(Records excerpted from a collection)
((
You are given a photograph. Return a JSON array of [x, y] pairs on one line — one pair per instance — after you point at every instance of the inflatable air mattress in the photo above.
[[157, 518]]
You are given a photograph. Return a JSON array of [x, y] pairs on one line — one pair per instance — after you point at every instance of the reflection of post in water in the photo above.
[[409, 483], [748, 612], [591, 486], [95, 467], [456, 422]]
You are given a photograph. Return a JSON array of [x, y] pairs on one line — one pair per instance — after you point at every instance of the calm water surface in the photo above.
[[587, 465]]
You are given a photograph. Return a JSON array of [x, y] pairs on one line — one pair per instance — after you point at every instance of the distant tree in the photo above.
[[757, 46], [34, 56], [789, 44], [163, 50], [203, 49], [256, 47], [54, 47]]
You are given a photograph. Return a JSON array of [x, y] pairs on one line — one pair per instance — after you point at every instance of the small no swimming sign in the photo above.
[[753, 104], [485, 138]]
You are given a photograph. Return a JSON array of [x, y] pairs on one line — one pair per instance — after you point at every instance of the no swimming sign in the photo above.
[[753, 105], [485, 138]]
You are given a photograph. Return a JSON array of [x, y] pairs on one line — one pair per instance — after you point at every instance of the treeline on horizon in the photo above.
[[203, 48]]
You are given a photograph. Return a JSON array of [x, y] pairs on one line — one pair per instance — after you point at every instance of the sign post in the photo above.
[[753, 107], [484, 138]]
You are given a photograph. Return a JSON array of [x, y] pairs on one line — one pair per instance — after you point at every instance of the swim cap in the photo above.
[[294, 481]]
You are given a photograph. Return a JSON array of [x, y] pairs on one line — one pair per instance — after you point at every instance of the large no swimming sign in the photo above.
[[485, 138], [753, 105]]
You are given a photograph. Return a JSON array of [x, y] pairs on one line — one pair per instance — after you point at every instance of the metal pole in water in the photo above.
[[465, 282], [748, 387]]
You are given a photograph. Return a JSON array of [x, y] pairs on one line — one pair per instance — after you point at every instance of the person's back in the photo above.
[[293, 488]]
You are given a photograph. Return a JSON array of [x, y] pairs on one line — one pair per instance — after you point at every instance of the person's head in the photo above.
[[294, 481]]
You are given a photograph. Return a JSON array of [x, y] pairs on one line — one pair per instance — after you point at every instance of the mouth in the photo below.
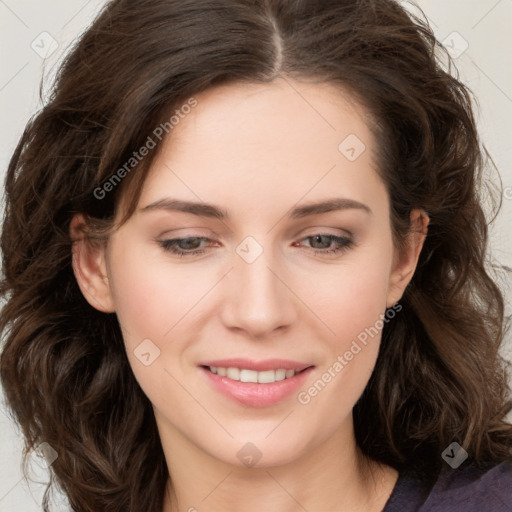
[[260, 377], [256, 384]]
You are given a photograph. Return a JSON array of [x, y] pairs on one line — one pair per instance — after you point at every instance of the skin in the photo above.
[[258, 151]]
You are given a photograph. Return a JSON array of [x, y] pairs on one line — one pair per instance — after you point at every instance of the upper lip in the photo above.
[[259, 366]]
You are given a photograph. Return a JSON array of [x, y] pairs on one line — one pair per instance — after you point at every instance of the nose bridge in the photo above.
[[258, 300]]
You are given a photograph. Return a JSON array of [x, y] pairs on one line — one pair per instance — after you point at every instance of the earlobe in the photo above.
[[406, 261], [89, 267]]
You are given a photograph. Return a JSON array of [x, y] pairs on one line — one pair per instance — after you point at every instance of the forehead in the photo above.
[[254, 144]]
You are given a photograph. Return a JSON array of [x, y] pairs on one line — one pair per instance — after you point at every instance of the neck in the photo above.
[[334, 475]]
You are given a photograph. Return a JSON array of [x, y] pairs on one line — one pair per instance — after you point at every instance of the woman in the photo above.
[[244, 259]]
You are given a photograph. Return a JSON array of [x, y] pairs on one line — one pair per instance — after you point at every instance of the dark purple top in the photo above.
[[465, 489]]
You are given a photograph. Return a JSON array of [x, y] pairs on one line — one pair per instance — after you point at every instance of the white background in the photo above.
[[485, 65]]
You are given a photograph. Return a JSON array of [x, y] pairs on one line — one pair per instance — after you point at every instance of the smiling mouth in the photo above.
[[260, 377]]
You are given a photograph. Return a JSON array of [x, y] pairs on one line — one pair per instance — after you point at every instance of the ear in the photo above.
[[405, 261], [89, 266]]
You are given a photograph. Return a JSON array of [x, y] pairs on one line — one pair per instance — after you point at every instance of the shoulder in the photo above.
[[465, 489]]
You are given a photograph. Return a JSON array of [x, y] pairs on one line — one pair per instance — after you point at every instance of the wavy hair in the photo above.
[[439, 376]]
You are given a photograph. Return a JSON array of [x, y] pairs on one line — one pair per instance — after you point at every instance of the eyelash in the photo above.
[[171, 245]]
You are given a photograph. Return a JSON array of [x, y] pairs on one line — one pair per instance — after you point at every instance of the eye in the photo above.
[[321, 243], [184, 246]]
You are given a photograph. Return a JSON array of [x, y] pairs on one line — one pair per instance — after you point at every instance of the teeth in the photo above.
[[244, 375]]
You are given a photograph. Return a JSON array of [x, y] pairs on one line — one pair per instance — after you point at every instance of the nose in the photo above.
[[258, 297]]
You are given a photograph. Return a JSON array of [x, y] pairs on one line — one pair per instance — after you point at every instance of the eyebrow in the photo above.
[[202, 209]]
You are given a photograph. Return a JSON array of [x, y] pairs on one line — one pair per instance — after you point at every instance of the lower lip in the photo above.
[[253, 394]]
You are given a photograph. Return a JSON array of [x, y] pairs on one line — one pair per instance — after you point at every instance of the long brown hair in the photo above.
[[438, 378]]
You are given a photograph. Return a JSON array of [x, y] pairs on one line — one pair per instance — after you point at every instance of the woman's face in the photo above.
[[261, 284]]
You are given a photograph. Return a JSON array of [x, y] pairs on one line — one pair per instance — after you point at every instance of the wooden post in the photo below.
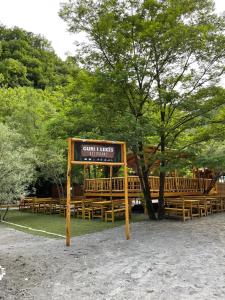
[[68, 198], [127, 225], [110, 181]]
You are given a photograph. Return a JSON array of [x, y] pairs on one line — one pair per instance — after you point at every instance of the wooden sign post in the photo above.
[[96, 152]]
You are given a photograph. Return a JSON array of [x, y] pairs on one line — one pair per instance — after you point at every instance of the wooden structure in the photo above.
[[174, 186], [96, 152]]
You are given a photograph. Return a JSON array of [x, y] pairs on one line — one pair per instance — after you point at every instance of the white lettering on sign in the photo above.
[[97, 151]]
))
DIRECTION –
Rewrite every one of the records above, substituting "image" for "photograph" and changing nothing else. Omit the pictures from your answer.

EXERCISE RESULT –
You are given a image. Return a JSON array of [x, y] pairs on one line — one pair per instance — after you point at every instance of the inflatable air mattress in the photo above.
[[157, 518]]
You are given a image. Return a JSON array of [x, y] pairs on one line — one pair per instance — after you point at every instance of the reflection of post in water in the photo above.
[[409, 483], [748, 612], [591, 486], [95, 467], [456, 422]]
You are given a image. Return a JSON array of [x, y] pairs on one line — one pair per instance — after you point at every instance of the calm water surface in the photo above.
[[587, 465]]
You are given a image. Return a JSON array of [x, y] pairs on one line — one pair per instance — after you point at every instance of the distant tree in the photo above.
[[757, 46], [34, 56], [789, 44], [163, 50], [203, 49], [256, 47], [54, 47]]
You are given a image. Return a JSON array of [x, y] pairs on one line — one pair per instance — after you point at every instance of the small no swimming sign in the photo above.
[[753, 104], [485, 138]]
You are given a image. Return a JSON array of [x, y] pairs on one line — one pair per instance — after you point at every instance of the no swimming sign in the photo above.
[[753, 105], [485, 138]]
You are given a image. Return a JSON array of [x, y] pairs on one line — one pair per instance — after you point at every instance of the treeline on horizon in the photo above.
[[203, 48]]
You are given a image. Return a JSON array of [x, y] pairs on one line — one pair per instance — after you point at every instance of the sign post in the photo above.
[[753, 107], [484, 138]]
You are given a image. Return a JSON array of [x, y] pairs on one line — one pair per instance — after you point at every instance of the swim cap in the photo above.
[[294, 481]]
You are given a image. Return a JSON array of [x, y] pairs on one line — one pair per instance — after you point at every instance of the large no swimming sign in the photo above.
[[485, 138], [753, 105]]
You are given a image. Return a JSON array of [x, y] pairs on one line — one pair per instance — after you point at every instance of the metal pole in water in the photo above.
[[465, 282], [748, 387]]
You are given a image. Return a JSON array of [x, y] pairs on one line — one pair per instance — after you point at every instance of the person's back in the photo above.
[[293, 488]]
You are given a image. Return a JSON array of [x, y] pairs on one line — one pair per instance — after you point at every instance of the person's head in the photo above.
[[294, 481]]
You are given a image. Return a JSON array of [x, y] pairs on one line — one pair per instance — after you point at every instance of the mouth in the photo below.
[[260, 377], [256, 384]]
You are given a image. Return a JSON array of [x, y] pairs on one line — one pair per instance — after you point at every instance of the skin in the photo above.
[[258, 151]]
You are given a image. Return a JSON array of [x, y] pairs on one line — one pair per instance — after you point at every instance of the upper lip in the photo above.
[[259, 366]]
You are given a image. Return a JSON array of [x, y] pairs on one line — one pair per instance — after you point at every instance of the nose bridge in the photo above.
[[258, 300]]
You are given a image. Return a JSON array of [x, y] pairs on one line — one pair per instance — after you point at every instance of the earlobe in the photo above.
[[406, 261], [89, 267]]
You are given a image. Return a JSON array of [x, y] pairs on one line — one pair per instance — after you point at every instance of the forehead in the photo above.
[[254, 144]]
You are given a image. Return a JSON array of [x, y] pairs on one line — one pair per instance — after you point at every instance of the neck in the photo above.
[[334, 475]]
You are given a image. Return a JSON array of [x, y] pairs on one line — one pair per instance — after you point at every instance of the woman in the photo above.
[[244, 259]]
You are given a image. Return a JSON array of [x, y] pairs on one line — one pair per instance — after you point at every instance of the dark purple top in the photo above.
[[465, 489]]
You are given a image. Return a JSON array of [x, y] pairs on one line — one pair per instance — after you point at every instance of the white background in the photo above.
[[485, 65]]
You are given a image. Return a JSON array of [x, y] pairs on one line — one pair per instance — after you point at every instance of the smiling mouth in the photo above.
[[260, 377]]
You are given a image. Return a JSON array of [x, y] pairs on one line — one pair per instance — after you point at every instance of the ear in the photo above.
[[405, 261], [89, 266]]
You are given a image. Return a JSON array of [x, y] pairs on one line — one pair per instance — after you point at every instance of the shoulder in the photo above.
[[465, 489]]
You are given a image. Return a JSON array of [x, y] pairs on one line — one pair per instance — after you point at every instance of the wavy hair in the photo above.
[[439, 376]]
You are given a image. Return a JSON array of [x, y] pairs on one line — one pair per instance — after you point at every instance of the eyelash in the photo above.
[[171, 245]]
You are given a image. Return a JSON array of [x, y] pairs on one line — one pair per instance — after you point at every instance of the eye in the photo above.
[[321, 243], [184, 246]]
You are given a image. Return a JSON array of [x, y] pairs on one line — one pair per instance — after you point at every instance of the teeth in the photo above.
[[244, 375]]
You are given a image. Return a JSON array of [x, y] pairs on one line — one pair per instance — after you point at every instance of the nose in the photo above.
[[258, 297]]
You are given a image. Return a JSON array of [x, y] pairs on one line — one pair per instance — after you point at every instance of the eyebrow in the photo above.
[[202, 209]]
You are given a image. Return a JSON array of [x, y] pairs on one line — one pair per instance — after you point at every instance of the lower lip in the photo above.
[[253, 394]]
You are given a image. Return a JSON array of [x, y] pairs on one line — one pair per instance — after you point at every instance of the long brown hair in the photo above.
[[438, 378]]
You are given a image. Return a JSON array of [x, y] pairs on one line — one pair per instance — after you point at every instance of the woman's face in the photo above.
[[261, 284]]
You are given a image. Return a JSON array of [x, y] pairs on one line — one pair per instance — after you point at every instance of the wooden post in the photo below.
[[68, 198], [127, 225], [110, 181]]
You are given a image. Return a JSON array of [x, y] pairs on one line — one pair per instance — after you point at every instance of the wooden sign post in the photo above.
[[96, 152]]
You are given a image. Return a JSON array of [x, y] pairs on one line — one pair per instance — after you point at every instance of the wooden structure in the photo above.
[[174, 186], [96, 152]]
You are given a image. Return a JSON array of [x, y] pairs on one line — one pair per instance — after you point at every instance of the white lettering on sign in the photo above.
[[97, 151]]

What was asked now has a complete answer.